• [CONSIGNE A]: Pour chacune des affirmations suivantes, répondez par oui ou par non selon qu’elle concorde ou non avec le texte sur les conséquences politiques de la guerre de Trente Ans, et citez les mots décisifs du texte. (i) Les traités de Westphalie transfèrent au Roi de France les droits de l’Empereur sur l’Alsace. (ii) Le rattachement de l’Alsace à la France est présenté comme une conquête. (iii) Les pouvoirs locaux alsaciens ont voulu renforcer la centralisation des pouvoirs sous l’Empereur.

• [TEXTE EXTRAIT]:
- - - - - - -

Conséquences politiques de la Guerre de Trente Ans
Par les traités de Westphalie, les droits de l’Empereur sur l’Alsace sont transférés au Roi de France, qui devient le suzerain des pouvoirs alsaciens. C’est donc le premier pas d’un processus continu qui rattachera l’Alsace à la France. Ce processus n’a rien d’une conquête. Il n’a jamais existé une nation, ou une province allemande, appelée Alsace que la France aurait un jour vaincue, envahie et annexée. Les pouvoirs locaux alsaciens (certains d’entre eux du moins) font partie de ces « princes allemands » qui ont cherché à éviter une centralisation des pouvoirs sous l’égide de l’Empereur. Conformément au système féodal d’alors, ils ont recherché l’aide d’un pouvoir plus fort (finalement, ce fut la France), lequel a monnayé son aide (le Roi de France obtient le statut féodal de suzerain, ce qui était habituel quand un prince important en aidait un petit).

- - - - - - -

• [CONSIGNE B]: Sélectionnez dans les données ci-dessous chaque ligne contenant la chaîne « post » et recopiez-la. La casse compte.

• [DONNÉES FOURNIES]:
- - - - - - -

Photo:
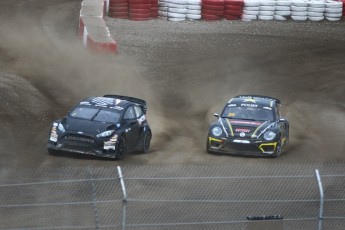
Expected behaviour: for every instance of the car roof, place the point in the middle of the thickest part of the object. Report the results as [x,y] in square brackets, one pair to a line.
[105,102]
[259,100]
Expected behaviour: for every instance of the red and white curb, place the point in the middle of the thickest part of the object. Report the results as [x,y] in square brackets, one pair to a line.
[93,29]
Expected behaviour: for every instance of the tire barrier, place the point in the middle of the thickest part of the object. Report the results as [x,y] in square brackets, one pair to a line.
[267,9]
[233,9]
[163,9]
[92,27]
[193,10]
[316,10]
[139,10]
[299,10]
[251,9]
[334,10]
[177,10]
[154,8]
[118,9]
[282,10]
[212,10]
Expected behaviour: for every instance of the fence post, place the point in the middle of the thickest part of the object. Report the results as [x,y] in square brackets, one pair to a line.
[317,174]
[94,198]
[124,199]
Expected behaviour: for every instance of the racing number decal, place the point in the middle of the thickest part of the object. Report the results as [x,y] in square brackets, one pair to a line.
[141,119]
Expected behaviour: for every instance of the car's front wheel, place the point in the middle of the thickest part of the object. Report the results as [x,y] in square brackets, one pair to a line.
[120,148]
[146,142]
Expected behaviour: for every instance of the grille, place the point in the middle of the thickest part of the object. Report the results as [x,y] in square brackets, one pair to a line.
[79,141]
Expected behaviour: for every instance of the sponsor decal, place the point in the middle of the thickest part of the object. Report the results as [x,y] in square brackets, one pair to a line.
[245,122]
[109,145]
[82,139]
[241,141]
[249,105]
[141,119]
[117,107]
[242,130]
[102,101]
[53,137]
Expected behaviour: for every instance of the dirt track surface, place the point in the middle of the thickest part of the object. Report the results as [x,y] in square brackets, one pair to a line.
[186,71]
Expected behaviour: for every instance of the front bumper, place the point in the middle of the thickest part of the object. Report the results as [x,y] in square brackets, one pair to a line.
[251,147]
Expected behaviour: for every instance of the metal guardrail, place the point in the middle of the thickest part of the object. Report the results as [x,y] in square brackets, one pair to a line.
[175,197]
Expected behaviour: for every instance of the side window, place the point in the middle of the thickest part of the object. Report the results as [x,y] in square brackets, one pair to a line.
[130,113]
[277,112]
[138,111]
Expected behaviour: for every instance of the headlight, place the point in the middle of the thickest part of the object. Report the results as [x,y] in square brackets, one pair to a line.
[269,135]
[217,131]
[105,134]
[61,128]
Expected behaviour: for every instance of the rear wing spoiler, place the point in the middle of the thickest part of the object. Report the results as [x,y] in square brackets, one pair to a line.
[259,97]
[141,102]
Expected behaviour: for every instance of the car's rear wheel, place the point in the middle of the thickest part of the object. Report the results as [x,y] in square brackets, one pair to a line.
[146,142]
[208,148]
[278,151]
[53,151]
[120,148]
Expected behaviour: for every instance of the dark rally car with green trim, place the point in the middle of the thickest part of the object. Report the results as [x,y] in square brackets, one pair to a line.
[249,125]
[106,126]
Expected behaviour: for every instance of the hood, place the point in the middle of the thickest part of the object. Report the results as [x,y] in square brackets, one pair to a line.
[85,126]
[244,128]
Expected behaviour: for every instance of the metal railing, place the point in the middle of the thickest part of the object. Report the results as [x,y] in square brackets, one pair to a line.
[175,197]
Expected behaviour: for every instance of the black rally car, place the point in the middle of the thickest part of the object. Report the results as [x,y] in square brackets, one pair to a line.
[107,126]
[249,125]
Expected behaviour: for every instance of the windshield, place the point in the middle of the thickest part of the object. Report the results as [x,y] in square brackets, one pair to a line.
[249,113]
[96,114]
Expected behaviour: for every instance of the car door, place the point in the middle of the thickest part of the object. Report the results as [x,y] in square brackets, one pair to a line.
[131,127]
[282,124]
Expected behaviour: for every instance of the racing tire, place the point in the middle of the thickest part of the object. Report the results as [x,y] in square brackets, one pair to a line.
[120,148]
[278,150]
[208,149]
[146,142]
[53,152]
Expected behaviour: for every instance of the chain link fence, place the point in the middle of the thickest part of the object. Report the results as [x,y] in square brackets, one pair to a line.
[248,197]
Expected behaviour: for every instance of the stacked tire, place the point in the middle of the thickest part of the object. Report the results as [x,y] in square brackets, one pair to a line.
[282,10]
[316,10]
[334,10]
[299,10]
[118,9]
[266,9]
[177,10]
[163,9]
[193,10]
[139,10]
[251,10]
[233,9]
[154,8]
[212,10]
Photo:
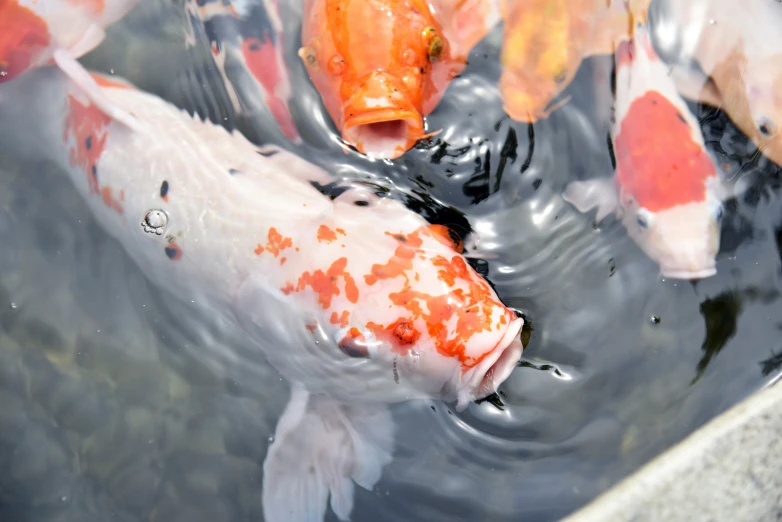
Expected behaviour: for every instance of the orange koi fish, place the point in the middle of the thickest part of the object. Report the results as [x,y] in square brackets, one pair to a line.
[31,31]
[247,43]
[357,301]
[382,65]
[545,41]
[738,46]
[666,190]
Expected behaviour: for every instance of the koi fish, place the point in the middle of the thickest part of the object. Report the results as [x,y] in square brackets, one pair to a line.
[358,301]
[381,66]
[247,43]
[32,30]
[737,49]
[666,189]
[545,41]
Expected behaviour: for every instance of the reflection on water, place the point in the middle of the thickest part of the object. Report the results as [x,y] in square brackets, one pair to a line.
[119,403]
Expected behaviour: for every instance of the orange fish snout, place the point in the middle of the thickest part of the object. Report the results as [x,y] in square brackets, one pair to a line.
[379,119]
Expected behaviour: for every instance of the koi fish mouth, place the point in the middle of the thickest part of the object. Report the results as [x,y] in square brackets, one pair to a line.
[689,274]
[494,369]
[386,134]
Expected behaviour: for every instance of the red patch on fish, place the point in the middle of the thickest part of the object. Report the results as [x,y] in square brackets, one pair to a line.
[85,131]
[23,36]
[657,160]
[263,60]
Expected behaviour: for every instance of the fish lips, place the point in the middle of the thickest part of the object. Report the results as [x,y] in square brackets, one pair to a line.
[383,125]
[484,378]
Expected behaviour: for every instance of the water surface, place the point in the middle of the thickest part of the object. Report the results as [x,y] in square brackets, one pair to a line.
[117,402]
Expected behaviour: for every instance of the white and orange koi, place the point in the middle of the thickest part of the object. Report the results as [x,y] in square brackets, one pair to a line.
[357,301]
[666,190]
[247,44]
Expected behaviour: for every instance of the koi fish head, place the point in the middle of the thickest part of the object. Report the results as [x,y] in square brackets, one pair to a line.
[670,193]
[764,99]
[683,239]
[379,66]
[538,62]
[440,324]
[402,306]
[24,38]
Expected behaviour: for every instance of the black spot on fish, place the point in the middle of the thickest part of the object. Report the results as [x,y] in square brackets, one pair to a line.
[352,349]
[173,252]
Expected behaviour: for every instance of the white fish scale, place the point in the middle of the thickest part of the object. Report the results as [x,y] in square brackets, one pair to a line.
[216,218]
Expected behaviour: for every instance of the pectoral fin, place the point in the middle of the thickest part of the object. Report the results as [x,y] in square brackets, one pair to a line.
[695,85]
[586,195]
[87,85]
[321,448]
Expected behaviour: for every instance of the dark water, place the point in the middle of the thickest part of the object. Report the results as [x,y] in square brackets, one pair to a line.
[112,406]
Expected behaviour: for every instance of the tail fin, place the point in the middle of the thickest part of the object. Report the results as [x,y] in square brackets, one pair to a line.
[321,448]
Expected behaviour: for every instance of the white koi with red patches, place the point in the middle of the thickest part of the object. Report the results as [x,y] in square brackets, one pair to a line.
[666,189]
[364,304]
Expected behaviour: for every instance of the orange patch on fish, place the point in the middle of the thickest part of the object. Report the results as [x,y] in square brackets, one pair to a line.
[657,160]
[326,234]
[400,262]
[86,129]
[264,62]
[380,67]
[325,284]
[23,36]
[340,319]
[95,7]
[111,83]
[276,243]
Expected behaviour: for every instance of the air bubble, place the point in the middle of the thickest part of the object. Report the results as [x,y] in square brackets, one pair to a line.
[154,222]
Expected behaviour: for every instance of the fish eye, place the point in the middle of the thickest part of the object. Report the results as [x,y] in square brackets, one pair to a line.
[644,218]
[308,55]
[435,44]
[766,126]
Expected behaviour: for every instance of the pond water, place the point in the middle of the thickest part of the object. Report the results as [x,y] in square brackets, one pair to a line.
[118,402]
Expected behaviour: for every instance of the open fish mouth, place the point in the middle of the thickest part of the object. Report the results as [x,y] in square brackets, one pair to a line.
[494,369]
[386,134]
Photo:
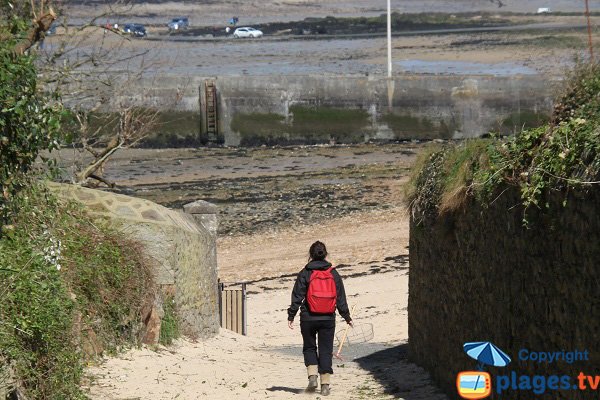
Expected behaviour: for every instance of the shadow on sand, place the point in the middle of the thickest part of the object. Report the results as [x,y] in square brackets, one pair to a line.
[399,377]
[285,389]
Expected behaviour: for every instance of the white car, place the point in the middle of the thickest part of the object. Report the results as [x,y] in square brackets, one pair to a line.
[247,32]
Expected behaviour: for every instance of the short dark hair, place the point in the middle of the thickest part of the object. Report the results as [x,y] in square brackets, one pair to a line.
[318,251]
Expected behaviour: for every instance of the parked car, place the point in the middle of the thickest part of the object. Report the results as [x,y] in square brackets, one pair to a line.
[52,29]
[247,32]
[178,23]
[137,30]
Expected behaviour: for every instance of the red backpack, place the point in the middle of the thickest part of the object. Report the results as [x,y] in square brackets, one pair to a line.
[322,292]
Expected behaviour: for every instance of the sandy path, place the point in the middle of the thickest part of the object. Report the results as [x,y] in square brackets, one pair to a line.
[268,362]
[358,238]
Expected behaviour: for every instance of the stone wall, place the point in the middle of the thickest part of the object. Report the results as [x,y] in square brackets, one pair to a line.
[479,275]
[181,246]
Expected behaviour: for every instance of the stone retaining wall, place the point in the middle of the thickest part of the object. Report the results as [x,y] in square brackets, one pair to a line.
[180,245]
[479,275]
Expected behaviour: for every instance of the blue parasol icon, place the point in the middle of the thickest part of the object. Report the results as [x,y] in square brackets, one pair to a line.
[486,353]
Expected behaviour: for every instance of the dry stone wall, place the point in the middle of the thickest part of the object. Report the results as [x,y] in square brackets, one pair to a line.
[478,275]
[181,248]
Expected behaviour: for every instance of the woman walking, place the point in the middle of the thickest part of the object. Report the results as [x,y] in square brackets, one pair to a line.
[318,291]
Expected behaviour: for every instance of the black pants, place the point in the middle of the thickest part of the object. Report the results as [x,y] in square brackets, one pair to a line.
[325,330]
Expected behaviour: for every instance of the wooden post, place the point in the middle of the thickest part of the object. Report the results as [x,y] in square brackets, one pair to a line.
[587,14]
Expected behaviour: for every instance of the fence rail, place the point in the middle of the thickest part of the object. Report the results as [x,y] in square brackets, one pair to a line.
[232,307]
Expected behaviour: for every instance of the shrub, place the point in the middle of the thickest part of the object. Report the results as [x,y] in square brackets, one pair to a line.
[66,280]
[29,123]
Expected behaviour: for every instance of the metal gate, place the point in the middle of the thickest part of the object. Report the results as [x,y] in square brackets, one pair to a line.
[232,307]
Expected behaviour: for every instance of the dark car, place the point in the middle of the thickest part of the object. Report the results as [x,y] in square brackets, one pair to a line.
[52,29]
[178,23]
[137,30]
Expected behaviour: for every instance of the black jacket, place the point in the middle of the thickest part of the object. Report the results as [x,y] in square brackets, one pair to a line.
[301,287]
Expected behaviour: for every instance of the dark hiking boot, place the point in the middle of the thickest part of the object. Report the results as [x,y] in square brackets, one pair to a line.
[312,383]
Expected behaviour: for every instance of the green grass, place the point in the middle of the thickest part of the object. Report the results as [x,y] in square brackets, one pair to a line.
[169,327]
[66,281]
[563,155]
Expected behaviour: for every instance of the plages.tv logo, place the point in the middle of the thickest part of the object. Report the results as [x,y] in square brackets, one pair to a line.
[478,384]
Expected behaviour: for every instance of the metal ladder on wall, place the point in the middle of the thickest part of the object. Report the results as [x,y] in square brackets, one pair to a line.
[212,117]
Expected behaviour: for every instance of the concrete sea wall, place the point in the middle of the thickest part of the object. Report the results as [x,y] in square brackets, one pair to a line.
[309,109]
[256,110]
[479,275]
[181,247]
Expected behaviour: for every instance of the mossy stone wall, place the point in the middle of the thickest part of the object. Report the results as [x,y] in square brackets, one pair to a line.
[478,275]
[181,248]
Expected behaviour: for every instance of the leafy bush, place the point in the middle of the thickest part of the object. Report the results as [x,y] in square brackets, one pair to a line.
[66,281]
[29,123]
[562,155]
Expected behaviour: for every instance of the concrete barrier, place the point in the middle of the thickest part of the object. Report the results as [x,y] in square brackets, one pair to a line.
[257,110]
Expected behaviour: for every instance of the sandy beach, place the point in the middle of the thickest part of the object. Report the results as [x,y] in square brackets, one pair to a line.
[268,362]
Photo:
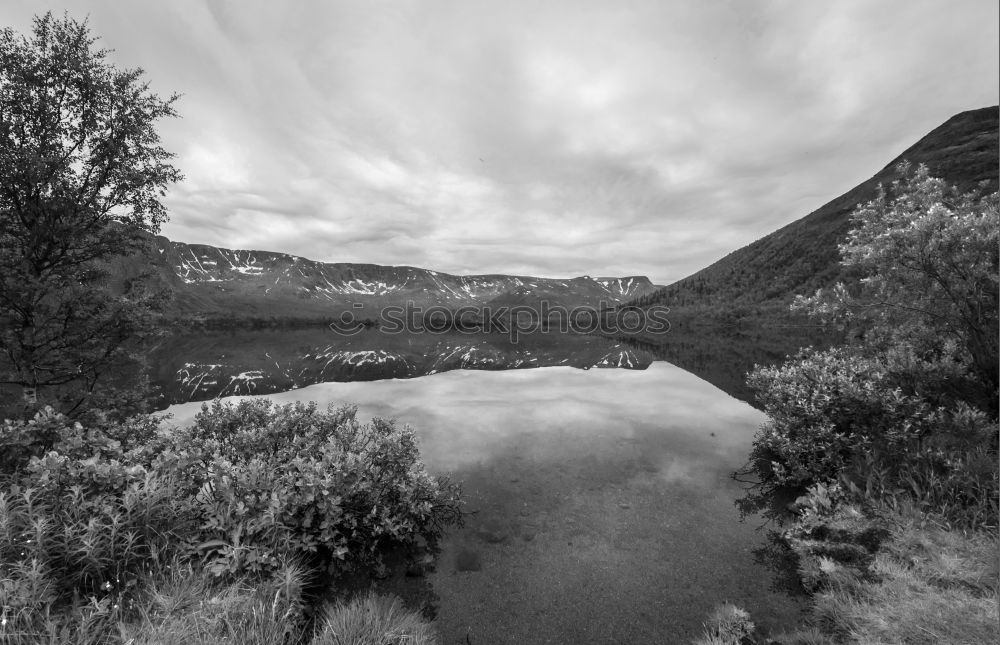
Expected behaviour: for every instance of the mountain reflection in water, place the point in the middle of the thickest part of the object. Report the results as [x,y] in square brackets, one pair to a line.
[602,499]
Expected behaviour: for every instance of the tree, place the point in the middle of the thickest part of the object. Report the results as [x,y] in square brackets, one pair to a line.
[929,255]
[82,172]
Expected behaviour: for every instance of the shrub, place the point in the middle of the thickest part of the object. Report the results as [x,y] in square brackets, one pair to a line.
[270,480]
[89,516]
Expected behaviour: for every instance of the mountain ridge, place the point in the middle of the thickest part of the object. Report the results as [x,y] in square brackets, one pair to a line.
[803,256]
[209,284]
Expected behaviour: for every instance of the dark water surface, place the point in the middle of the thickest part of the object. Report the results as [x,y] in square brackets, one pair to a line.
[602,497]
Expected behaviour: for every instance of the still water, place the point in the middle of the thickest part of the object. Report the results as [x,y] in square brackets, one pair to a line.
[602,498]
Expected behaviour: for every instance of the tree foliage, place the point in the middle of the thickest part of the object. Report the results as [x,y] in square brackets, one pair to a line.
[910,406]
[82,173]
[929,257]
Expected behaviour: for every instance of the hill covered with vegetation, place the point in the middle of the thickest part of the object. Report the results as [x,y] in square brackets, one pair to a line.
[803,256]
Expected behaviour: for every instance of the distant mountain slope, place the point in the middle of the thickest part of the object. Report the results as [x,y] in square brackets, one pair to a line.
[199,367]
[215,284]
[803,256]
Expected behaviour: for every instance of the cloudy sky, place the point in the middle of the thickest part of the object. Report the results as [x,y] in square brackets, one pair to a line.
[555,138]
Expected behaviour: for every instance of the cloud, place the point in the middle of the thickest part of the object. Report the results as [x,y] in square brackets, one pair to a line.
[557,138]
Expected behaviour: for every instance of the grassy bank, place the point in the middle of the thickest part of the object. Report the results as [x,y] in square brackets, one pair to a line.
[239,528]
[881,575]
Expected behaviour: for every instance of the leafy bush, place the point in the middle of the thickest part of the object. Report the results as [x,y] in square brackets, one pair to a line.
[89,516]
[269,480]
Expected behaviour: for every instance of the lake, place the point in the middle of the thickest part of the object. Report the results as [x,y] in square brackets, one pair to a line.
[598,471]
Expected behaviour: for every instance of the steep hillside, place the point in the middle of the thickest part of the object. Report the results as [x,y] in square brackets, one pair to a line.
[803,256]
[206,283]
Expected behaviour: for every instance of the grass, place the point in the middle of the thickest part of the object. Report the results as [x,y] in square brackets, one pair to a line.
[927,585]
[924,583]
[187,606]
[373,620]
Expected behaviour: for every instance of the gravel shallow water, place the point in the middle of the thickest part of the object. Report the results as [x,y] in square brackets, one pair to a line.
[602,498]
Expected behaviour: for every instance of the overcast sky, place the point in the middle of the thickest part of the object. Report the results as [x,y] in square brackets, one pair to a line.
[554,138]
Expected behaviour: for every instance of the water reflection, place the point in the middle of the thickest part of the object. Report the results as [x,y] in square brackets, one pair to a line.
[199,367]
[604,507]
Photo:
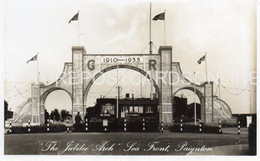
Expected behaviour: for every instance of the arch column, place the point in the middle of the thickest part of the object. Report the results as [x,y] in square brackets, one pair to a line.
[165,82]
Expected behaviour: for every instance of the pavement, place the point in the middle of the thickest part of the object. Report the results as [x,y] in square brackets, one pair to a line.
[129,143]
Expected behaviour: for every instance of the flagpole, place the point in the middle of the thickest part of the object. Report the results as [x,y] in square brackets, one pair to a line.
[37,70]
[150,28]
[195,110]
[206,66]
[78,28]
[164,27]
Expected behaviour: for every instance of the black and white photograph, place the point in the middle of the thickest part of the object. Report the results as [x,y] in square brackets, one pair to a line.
[129,78]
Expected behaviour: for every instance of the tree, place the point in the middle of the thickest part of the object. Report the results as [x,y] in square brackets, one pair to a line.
[46,116]
[56,114]
[7,113]
[64,114]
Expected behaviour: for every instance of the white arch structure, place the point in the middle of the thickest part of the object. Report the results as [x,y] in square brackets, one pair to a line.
[79,75]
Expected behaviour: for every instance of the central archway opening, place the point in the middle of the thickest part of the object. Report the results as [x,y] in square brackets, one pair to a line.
[186,106]
[58,107]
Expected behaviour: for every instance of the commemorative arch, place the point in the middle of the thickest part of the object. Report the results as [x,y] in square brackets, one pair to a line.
[164,74]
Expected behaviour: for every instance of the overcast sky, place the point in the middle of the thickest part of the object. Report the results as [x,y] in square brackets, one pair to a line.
[226,30]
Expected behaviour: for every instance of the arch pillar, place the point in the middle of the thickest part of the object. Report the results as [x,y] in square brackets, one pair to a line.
[165,82]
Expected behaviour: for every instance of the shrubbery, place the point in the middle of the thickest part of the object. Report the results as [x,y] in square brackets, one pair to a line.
[195,129]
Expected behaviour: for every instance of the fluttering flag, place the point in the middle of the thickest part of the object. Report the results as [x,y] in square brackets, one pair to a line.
[160,16]
[34,58]
[75,17]
[201,59]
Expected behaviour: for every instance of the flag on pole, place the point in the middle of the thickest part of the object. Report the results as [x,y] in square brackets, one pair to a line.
[75,17]
[202,59]
[160,16]
[34,58]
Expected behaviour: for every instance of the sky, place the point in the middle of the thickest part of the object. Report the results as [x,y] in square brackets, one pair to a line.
[226,30]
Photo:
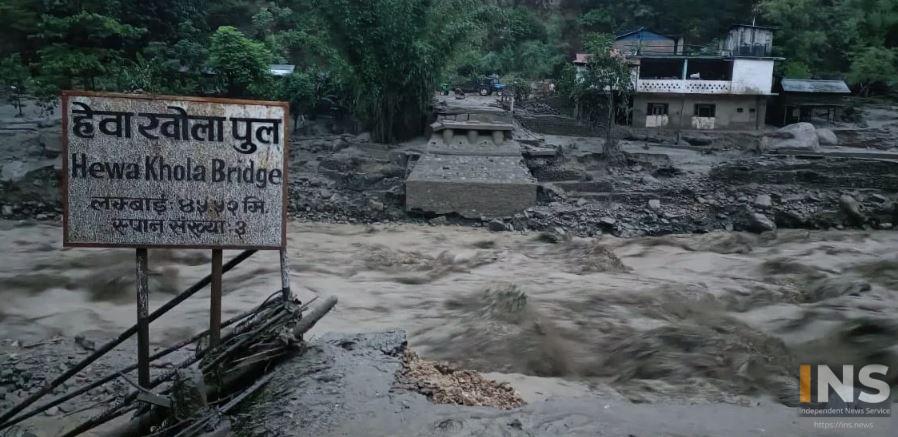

- - - - - - -

• [RÉPONSE COMPLÈTE A]:
(i) Oui : « les droits de l’Empereur sur l’Alsace sont transférés au Roi de France ».
(ii) Non : « Ce processus n’a rien d’une conquête. »
(iii) Non : « ont cherché à éviter une centralisation des pouvoirs sous l’égide de l’Empereur ».

• [RÉPONSE COMPLÈTE B]:
Expected behaviour: for every instance of the fence post, place the point in the middle of the thickest part of the object. Report the results as [x,y] in square brackets, one pair to a line.
Expected behaviour: for every instance of the wooden post, place the point in the middle of the thickest part of the object. Report the results as [x,y] in square brackets, one pair to a line.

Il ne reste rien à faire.